Mustafa
Kemal’i öncü ve önder olarak görmezden önce bugünkü TKP, 1998’de Kaypakkaya’yı
“sempatik ve kendilerine yakın” bulan bir yapıydı.[1]
O
günlerde “Kemalizme ister olumlamak ister eleştirmek için jakobenizm
atfedenler, yanılgı içindedir” diyorlardı. Kemalizm, “amorf bir ideoloji”ydi,
ona şekil verilmeliydi. O, “Kürtlere yönelik asimilasyonu temel alan siyasal
gericiliğin mirasçısı ve uygulayıcısı”ydı. O gün birilerini avlamak,
birilerinin önünü almak, birilerine hoş görünmek için bu tür laflar edilmek
zorundaydı. Çünkü ülkece Avrupa’ya yürüyorduk.
Neticede
parti, varolmak için gerekli icazeti ve ehliyeti işçi sınıfı ve köylülükten
temin etmiş bir yapı değildi. Onu özel yetiştirilmiş, küçük burjuvalardan
oluşan bir arkadaş grubu kurdu. Dolayısıyla, varoluşunu ve bekasını işçi
sınıfına ve köylülüğe değil, devlet içi güçlere bağlamak zorundaydı. Parayı
veren düdüğü çalmalıydı. Yolu açan, yolu çizmeliydi.
Kaypakkaya
güzellemeleri ve Kemalizm eleştirileri, AB’ye yürüyen devletle ilişkiliydi. O
günlerde TKP’nin başkanı, “Kemalizm ancak Avrupa Birliği’ne girildiğine
aşılacak bir şey” diyen yazılar yazıyordu. Kemalizm kirdi ve ülke, bu kirden
ancak Avrupa suyunda arınabilirdi.

### Kayıt listesi
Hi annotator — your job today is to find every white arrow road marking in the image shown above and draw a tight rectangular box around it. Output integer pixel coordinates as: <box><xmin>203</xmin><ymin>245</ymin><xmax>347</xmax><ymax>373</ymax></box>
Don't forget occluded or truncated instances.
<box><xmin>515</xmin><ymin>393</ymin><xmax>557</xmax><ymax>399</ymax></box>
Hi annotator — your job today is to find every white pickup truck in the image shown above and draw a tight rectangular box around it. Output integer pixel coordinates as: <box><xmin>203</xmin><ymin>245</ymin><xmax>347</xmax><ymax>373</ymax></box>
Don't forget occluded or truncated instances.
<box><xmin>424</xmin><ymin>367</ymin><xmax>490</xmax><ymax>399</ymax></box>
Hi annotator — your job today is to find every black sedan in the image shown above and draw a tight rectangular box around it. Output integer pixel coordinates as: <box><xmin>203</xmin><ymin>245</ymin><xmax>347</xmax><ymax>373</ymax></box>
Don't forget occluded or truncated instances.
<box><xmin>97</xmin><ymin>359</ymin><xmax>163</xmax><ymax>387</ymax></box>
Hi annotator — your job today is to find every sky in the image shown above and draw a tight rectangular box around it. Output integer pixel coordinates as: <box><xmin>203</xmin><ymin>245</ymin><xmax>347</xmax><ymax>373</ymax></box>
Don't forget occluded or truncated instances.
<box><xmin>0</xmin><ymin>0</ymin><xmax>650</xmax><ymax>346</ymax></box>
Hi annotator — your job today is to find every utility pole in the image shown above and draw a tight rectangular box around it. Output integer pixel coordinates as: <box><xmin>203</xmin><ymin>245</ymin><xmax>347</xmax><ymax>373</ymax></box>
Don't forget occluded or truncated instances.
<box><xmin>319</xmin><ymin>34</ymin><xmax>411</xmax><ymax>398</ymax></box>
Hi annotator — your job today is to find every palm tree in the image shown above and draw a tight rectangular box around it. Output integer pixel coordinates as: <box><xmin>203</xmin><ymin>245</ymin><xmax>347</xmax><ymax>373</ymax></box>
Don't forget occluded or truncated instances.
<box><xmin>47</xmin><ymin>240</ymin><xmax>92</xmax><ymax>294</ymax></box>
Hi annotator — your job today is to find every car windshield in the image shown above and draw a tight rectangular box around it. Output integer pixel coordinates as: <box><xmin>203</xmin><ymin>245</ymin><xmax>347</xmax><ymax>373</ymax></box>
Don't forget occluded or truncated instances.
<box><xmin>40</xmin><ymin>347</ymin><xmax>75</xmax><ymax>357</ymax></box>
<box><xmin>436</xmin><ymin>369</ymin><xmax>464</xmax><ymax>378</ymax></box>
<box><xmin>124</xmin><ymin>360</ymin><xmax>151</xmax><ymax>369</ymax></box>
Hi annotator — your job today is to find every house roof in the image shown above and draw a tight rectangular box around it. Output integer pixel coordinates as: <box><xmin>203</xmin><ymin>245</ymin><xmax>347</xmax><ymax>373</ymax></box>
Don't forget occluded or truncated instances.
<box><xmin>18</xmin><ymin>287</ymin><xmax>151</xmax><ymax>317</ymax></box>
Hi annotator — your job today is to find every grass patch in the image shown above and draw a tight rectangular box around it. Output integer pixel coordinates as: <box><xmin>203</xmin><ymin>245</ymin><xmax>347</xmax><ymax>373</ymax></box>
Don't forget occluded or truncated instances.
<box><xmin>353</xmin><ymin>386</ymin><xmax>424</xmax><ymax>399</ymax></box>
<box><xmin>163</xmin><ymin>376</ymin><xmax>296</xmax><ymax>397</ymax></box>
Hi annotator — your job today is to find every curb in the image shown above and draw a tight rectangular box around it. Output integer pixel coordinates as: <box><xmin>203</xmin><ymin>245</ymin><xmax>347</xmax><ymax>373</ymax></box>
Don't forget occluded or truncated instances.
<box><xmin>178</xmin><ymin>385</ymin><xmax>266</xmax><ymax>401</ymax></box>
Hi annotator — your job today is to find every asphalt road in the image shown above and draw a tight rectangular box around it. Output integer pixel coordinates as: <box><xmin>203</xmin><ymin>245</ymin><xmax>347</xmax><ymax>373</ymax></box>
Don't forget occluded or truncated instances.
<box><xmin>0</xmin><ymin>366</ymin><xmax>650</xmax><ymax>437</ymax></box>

### Sorun tanımı
Şu ifadelerin belgeyle uyuşup uyuşmadığını söyleyin. Her biri için evet ya da hayır deyin ve karara götüren sözleri belgeden aynen aktarın.
1. Bugünkü TKP, 1998’de Kaypakkaya’yı sempatik ve kendine yakın buluyordu.
2. Partiyi işçiler ve köylüler kurdu.
3. Kemalizm, amorf bir ideoloji olarak görülüyordu.
Kayıtların bu işle hiçbir ilgisi yok.

### Yazılı yanıt
1. Evet: "“sempatik ve kendilerine yakın” bulan bir yapıydı"
2. Hayır: "Onu özel yetiştirilmiş, küçük burjuvalardan oluşan bir arkadaş grubu kurdu."
3. Evet: "Kemalizm, “amorf bir ideoloji”ydi"